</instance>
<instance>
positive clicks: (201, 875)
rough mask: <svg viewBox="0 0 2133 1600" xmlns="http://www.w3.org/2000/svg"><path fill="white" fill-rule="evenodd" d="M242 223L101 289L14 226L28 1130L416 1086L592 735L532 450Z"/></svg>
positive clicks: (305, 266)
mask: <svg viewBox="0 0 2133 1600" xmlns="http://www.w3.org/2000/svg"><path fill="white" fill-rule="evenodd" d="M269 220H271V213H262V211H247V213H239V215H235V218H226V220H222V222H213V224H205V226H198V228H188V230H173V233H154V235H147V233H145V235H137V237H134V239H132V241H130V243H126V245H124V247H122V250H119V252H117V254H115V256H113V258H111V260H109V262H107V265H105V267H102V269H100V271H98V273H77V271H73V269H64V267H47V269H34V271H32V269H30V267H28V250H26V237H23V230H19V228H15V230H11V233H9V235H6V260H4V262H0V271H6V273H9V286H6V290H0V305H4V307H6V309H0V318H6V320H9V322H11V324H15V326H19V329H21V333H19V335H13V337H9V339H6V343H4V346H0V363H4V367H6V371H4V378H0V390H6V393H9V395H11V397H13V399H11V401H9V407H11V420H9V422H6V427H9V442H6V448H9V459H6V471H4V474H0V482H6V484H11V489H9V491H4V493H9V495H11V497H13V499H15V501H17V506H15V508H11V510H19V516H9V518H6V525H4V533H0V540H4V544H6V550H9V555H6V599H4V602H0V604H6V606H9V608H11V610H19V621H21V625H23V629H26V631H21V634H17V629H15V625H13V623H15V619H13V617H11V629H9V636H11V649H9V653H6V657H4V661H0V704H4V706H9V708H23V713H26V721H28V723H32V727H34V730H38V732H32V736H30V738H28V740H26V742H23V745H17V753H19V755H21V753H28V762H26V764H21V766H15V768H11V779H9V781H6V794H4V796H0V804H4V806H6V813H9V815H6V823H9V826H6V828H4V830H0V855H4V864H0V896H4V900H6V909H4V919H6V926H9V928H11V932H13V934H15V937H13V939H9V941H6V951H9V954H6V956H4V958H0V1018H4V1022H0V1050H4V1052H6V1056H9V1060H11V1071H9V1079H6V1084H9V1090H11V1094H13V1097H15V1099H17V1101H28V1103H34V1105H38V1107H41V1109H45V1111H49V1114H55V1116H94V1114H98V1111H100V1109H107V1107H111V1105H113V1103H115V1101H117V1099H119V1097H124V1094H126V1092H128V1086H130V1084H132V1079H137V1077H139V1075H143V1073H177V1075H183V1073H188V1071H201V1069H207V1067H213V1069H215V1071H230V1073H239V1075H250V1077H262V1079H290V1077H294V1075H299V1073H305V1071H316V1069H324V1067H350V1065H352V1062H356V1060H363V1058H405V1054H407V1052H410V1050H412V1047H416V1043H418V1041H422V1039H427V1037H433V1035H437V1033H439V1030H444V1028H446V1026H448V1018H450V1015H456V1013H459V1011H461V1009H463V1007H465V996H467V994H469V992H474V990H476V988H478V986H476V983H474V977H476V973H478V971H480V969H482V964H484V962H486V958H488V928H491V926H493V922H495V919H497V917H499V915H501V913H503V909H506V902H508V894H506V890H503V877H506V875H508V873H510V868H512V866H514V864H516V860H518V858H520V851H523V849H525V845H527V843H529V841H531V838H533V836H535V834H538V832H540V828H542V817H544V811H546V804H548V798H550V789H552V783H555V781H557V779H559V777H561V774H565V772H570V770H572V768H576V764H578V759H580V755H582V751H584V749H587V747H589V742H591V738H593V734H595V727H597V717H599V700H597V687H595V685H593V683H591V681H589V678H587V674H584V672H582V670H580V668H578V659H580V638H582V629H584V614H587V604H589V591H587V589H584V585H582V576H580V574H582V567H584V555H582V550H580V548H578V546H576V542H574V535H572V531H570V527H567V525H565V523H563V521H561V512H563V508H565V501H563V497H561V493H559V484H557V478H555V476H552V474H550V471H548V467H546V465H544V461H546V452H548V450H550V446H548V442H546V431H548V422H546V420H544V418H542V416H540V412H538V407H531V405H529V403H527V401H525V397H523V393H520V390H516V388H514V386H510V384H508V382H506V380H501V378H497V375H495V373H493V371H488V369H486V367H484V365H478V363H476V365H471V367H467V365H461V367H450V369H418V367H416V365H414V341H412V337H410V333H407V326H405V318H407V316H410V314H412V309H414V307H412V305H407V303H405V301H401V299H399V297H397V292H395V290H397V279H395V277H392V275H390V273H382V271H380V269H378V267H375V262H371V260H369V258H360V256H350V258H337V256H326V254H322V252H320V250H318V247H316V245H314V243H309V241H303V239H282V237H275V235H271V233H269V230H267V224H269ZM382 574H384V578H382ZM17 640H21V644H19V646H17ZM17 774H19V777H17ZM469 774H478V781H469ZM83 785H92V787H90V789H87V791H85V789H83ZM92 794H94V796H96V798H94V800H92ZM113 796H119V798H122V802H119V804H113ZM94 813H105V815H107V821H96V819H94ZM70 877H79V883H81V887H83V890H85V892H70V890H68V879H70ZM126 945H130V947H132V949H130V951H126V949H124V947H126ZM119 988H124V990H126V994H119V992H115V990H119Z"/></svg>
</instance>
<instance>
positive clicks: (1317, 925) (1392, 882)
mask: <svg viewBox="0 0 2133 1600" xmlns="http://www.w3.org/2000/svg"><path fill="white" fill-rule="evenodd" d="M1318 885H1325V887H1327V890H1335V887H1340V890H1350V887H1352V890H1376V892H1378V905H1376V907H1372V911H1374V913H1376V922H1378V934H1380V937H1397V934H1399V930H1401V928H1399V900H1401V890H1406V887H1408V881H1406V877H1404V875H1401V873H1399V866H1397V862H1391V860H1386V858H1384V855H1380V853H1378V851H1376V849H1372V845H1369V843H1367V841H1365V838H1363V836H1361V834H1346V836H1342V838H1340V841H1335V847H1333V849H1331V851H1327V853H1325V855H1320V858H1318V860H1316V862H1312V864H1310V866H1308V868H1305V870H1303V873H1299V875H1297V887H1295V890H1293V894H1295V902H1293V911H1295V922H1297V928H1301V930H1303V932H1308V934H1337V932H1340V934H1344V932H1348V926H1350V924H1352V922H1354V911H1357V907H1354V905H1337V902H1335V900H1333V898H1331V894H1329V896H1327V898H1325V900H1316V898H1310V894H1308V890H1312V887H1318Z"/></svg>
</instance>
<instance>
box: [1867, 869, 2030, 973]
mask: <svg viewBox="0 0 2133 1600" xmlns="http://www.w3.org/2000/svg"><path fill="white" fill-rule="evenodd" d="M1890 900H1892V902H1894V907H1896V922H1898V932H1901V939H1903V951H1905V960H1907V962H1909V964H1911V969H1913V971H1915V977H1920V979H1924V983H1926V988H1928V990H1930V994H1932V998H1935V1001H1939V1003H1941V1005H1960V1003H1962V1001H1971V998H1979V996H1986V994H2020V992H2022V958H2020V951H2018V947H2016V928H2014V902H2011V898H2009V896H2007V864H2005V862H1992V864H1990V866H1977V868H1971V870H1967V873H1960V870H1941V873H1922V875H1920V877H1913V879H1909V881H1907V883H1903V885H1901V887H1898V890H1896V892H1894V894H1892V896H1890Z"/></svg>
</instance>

§

» TASK TO CARRY OUT:
Give back the material word for word, starting at its very beginning and ending with the line that contains "positive clicks: (305, 266)", including that line.

» ANSWER SECTION:
</instance>
<instance>
positive clicks: (201, 875)
rough mask: <svg viewBox="0 0 2133 1600" xmlns="http://www.w3.org/2000/svg"><path fill="white" fill-rule="evenodd" d="M242 223L101 289L14 226L28 1130L416 1086L592 735L532 450Z"/></svg>
positive clicks: (305, 266)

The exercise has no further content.